Exercise aim –
When you reach the records, transcribe each one exactly.

Input data –
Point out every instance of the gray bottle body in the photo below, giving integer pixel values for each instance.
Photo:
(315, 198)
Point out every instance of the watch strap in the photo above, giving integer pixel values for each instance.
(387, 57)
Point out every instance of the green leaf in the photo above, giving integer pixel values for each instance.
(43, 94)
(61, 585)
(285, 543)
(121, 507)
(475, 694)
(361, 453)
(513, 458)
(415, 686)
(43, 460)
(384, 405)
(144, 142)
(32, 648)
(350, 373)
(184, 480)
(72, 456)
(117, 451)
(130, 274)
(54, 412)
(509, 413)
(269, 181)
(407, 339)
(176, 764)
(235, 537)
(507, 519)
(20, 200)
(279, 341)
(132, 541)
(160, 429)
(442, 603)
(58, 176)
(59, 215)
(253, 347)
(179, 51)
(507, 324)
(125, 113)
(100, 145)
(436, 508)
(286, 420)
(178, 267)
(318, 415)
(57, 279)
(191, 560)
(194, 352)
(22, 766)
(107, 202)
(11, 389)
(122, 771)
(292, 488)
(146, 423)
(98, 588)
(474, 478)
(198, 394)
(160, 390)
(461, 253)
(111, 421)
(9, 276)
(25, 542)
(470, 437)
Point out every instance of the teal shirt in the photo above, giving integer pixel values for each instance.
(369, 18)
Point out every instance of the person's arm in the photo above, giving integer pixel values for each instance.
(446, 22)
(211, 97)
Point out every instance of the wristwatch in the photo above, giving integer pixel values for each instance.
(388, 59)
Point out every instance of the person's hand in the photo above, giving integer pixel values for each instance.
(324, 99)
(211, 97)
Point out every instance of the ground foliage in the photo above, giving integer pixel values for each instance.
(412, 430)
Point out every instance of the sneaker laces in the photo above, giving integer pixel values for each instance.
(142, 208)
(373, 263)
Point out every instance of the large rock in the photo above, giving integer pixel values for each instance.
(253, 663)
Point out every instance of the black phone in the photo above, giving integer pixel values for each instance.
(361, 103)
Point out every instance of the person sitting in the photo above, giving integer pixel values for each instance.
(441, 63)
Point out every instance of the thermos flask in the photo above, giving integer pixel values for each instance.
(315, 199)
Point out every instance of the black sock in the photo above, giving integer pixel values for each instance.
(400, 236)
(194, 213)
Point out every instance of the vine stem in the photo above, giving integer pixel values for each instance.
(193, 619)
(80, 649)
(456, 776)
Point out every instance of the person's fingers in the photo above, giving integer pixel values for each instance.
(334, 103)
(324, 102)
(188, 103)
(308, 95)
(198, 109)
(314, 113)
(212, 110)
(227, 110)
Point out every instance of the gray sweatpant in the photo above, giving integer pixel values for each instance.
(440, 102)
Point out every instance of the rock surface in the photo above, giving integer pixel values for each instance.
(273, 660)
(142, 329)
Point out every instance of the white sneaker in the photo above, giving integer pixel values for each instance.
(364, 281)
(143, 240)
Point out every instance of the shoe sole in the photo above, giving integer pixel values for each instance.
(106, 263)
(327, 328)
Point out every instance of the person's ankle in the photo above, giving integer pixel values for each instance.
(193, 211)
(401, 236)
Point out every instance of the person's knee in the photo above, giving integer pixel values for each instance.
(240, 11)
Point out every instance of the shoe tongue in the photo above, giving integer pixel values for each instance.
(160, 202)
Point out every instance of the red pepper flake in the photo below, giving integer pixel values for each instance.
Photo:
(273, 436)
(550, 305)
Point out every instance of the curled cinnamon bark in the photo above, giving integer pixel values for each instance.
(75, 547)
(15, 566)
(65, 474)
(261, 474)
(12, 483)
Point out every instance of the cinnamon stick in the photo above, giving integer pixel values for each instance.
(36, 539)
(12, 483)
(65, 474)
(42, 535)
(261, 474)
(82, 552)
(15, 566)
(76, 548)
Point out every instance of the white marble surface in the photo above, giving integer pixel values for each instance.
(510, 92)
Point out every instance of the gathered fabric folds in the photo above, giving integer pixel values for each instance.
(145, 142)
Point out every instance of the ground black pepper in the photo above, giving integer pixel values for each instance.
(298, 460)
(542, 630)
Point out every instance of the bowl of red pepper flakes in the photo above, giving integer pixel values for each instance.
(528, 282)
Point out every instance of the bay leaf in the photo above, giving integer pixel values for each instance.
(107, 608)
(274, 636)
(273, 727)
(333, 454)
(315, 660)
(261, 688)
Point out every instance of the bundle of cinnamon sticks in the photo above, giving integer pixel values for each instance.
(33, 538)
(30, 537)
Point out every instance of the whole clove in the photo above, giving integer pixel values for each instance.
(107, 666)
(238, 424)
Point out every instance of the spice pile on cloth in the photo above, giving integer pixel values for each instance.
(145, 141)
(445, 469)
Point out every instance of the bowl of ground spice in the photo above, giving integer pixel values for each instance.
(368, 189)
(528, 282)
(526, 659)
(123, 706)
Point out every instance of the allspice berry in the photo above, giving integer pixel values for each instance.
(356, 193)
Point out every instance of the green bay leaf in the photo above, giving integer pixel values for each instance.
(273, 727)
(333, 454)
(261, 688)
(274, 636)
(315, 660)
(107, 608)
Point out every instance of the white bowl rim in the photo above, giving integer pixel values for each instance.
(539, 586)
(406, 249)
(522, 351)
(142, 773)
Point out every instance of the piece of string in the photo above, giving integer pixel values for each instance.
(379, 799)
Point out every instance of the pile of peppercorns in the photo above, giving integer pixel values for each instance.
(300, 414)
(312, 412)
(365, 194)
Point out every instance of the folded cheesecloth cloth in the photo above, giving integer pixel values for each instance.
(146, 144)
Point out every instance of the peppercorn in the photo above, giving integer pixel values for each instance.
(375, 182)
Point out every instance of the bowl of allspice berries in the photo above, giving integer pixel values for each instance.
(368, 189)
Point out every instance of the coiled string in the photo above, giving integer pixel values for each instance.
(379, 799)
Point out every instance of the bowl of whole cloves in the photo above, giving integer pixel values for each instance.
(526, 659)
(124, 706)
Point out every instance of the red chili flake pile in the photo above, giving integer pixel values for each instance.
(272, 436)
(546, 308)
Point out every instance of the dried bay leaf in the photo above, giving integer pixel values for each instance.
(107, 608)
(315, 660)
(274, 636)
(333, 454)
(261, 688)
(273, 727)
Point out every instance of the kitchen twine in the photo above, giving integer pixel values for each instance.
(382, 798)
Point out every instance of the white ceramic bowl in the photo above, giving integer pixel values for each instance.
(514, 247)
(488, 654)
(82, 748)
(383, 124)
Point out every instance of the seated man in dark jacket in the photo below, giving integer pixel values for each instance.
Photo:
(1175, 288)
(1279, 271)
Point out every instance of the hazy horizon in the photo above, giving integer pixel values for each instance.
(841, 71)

Result of the exercise –
Point out every instance of the gray bottle body in the photo below, giving integer pixel values for each instance.
Photo:
(315, 198)
Point out every instance of the watch strap in the photo above, giving integer pixel values for each instance.
(387, 57)
Point out every instance of the green leaf in the photo above, giving integer pixel values for each instance.
(43, 94)
(61, 585)
(285, 543)
(121, 507)
(475, 694)
(361, 453)
(513, 458)
(415, 686)
(43, 460)
(384, 405)
(144, 142)
(32, 648)
(350, 373)
(184, 480)
(72, 456)
(117, 451)
(130, 274)
(54, 412)
(509, 413)
(269, 181)
(407, 339)
(176, 764)
(235, 537)
(507, 519)
(20, 200)
(279, 341)
(132, 541)
(160, 429)
(442, 603)
(58, 176)
(59, 215)
(253, 347)
(179, 51)
(507, 324)
(125, 113)
(100, 145)
(436, 508)
(286, 420)
(178, 267)
(318, 415)
(57, 279)
(191, 560)
(194, 352)
(22, 766)
(107, 202)
(11, 389)
(122, 771)
(292, 488)
(146, 423)
(98, 588)
(474, 478)
(198, 394)
(160, 390)
(461, 253)
(111, 421)
(9, 276)
(25, 542)
(470, 437)
Point out every instance of the teal shirt in the photo above, giving integer pixel values for each instance.
(369, 18)
Point out every instance of the person's arm in the photo above, giving integer pixel values for each instance.
(446, 22)
(211, 97)
Point out every instance of the wristwatch in the photo above, giving integer pixel values for each instance.
(388, 59)
Point out every instance of the person's hand in the photo above, giving integer pixel values for each instance.
(324, 99)
(211, 97)
Point out every instance of the ground foliage in the photo above, giving integer pixel values for each instance.
(412, 430)
Point out every instance of the sneaker laces in the photo above, giving integer pixel values for each instance.
(142, 208)
(373, 263)
Point out every instance of the large rock in the photo above, giving integer pixel values for each instance.
(253, 663)
Point out every instance of the black phone in the photo above, giving integer pixel values for each instance.
(361, 103)
Point out every instance of the person sitting in the photo above, giving integer pixel values for each instance.
(441, 63)
Point out every instance of the thermos flask in the photo above, giving integer pixel values for each instance.
(315, 199)
Point out every instance of the black sock in the photo above, giving integer pixel values for each instance.
(400, 236)
(194, 213)
Point out every instance of the vine stem in the photo above, giving integer pixel values for each instance.
(193, 619)
(80, 649)
(456, 776)
Point out every instance of the person's fingers in the photo above, giving integer pixel values for each instance.
(334, 103)
(324, 102)
(188, 103)
(308, 95)
(198, 109)
(314, 113)
(212, 110)
(227, 110)
Point out every instance of the gray sweatpant in the photo above, giving integer pixel values for each instance.
(440, 102)
Point out every instance of the rock surface in the photo above, giving integer pixel values for each instance.
(273, 660)
(142, 329)
Point out every instance of the white sneaker in the photo above, giving integer pixel values for each instance.
(364, 281)
(143, 240)
Point out every instance of the shoe sole in the photo above, giving integer pixel values for each instance.
(106, 263)
(327, 328)
Point out every instance of the person's ankle in the photo above, giving integer pixel values for each instance.
(193, 211)
(401, 236)
Point out every instance of the person's knee in the photo above, giving integer pixel values for each instance.
(240, 11)
Point out every instance of the shoe tongue in the photo above, giving integer pixel values for each instance.
(160, 202)
Point out every instance of the red pepper flake in the photo below, giving integer pixel values for each instance.
Photo:
(273, 436)
(550, 305)
Point out every instance of the curled cinnamon bark in the photo above, giving integer pixel values for each instance.
(75, 547)
(15, 566)
(65, 474)
(261, 474)
(12, 483)
Point out every instance of the cinnamon stick in the photo above, giving integer pixel values for each instance.
(36, 539)
(12, 483)
(65, 474)
(42, 535)
(261, 474)
(82, 552)
(15, 566)
(76, 548)
Point out every instance of the white marble surface in the photo above, giving integer pixel values for each instance.
(510, 92)
Point out every instance of the gathered fabric folds in the photo above, giving integer pixel values for each instance.
(145, 142)
Point out every instance of the ground black pepper in the photo above, giving integer pixel values for each instance.
(298, 460)
(542, 630)
Point out every instance of the bowl of red pepper flakes in the photo above, giving integer pixel values for each instance.
(528, 282)
Point out every instance of the bay leaf in the photo above, giving integer pixel values for each instance.
(107, 608)
(274, 636)
(273, 727)
(333, 454)
(315, 660)
(261, 688)
Point out every instance of the bundle of cinnamon sticks in the photo above, giving integer pixel values for each instance.
(33, 538)
(30, 537)
Point out every instance of the whole clove in the photo above, giving integer pixel values for each instance.
(107, 666)
(238, 424)
Point out every instance of the spice pile on cloth in the photo above, giving integer pixel values for each instance.
(145, 141)
(445, 469)
Point out every instance of the bowl of ground spice in the photo above, giving integer pixel values for each instance.
(368, 189)
(528, 282)
(526, 659)
(123, 706)
Point out every instance of the allspice berry in the photo above, giving integer pixel values for each instance.
(356, 193)
Point out every instance of the green bay leaf in the photo above, giving integer pixel values for each instance.
(273, 727)
(333, 454)
(261, 688)
(274, 636)
(315, 660)
(107, 608)
Point out every instance of the white bowl rim in the photo above, giving integer pixel values for each instance.
(539, 586)
(406, 249)
(522, 351)
(142, 773)
Point out every instance of the piece of string in the photo above, giving integer pixel values for each instance.
(379, 799)
Point out every instance of the pile of peppercorns in the photo above, giving integer pixel values for each instance.
(300, 414)
(312, 412)
(365, 194)
Point out every instance of the folded cheesecloth cloth in the photo above, giving integer pixel values for each instance.
(146, 144)
Point out every instance of the peppercorn in the photo above, giving integer pixel values for each instance.
(375, 182)
Point out every instance of the bowl of allspice berries in the photo above, giving integer pixel values for each instance.
(368, 189)
Point out every instance of the coiled string in the photo above, giving integer pixel values for each instance.
(379, 799)
Point out every instance of the bowl of whole cloves in the photo above, giving integer pixel values for each instance.
(526, 659)
(124, 706)
Point out every instance of the red chili flake pile in the photo above, giving integer pixel values for each instance.
(272, 436)
(546, 308)
Point out every instance of the dried bay leaf in the photo above, giving integer pixel values for each instance.
(107, 608)
(315, 660)
(274, 636)
(333, 454)
(261, 688)
(273, 727)
Point out every instance of the kitchen twine in the photo above, giving integer pixel values for each instance.
(382, 798)
Point out every instance of the white ceramic bowl in the photo above, giving integer pixel values for each instance.
(514, 247)
(488, 654)
(82, 748)
(383, 124)
Point out every instance of the seated man in dark jacket in the photo below, giving integer pixel values for each instance.
Photo:
(1175, 288)
(1279, 271)
Point out every instance of the hazy horizon in the photo above, giving integer pixel values for each instance.
(841, 71)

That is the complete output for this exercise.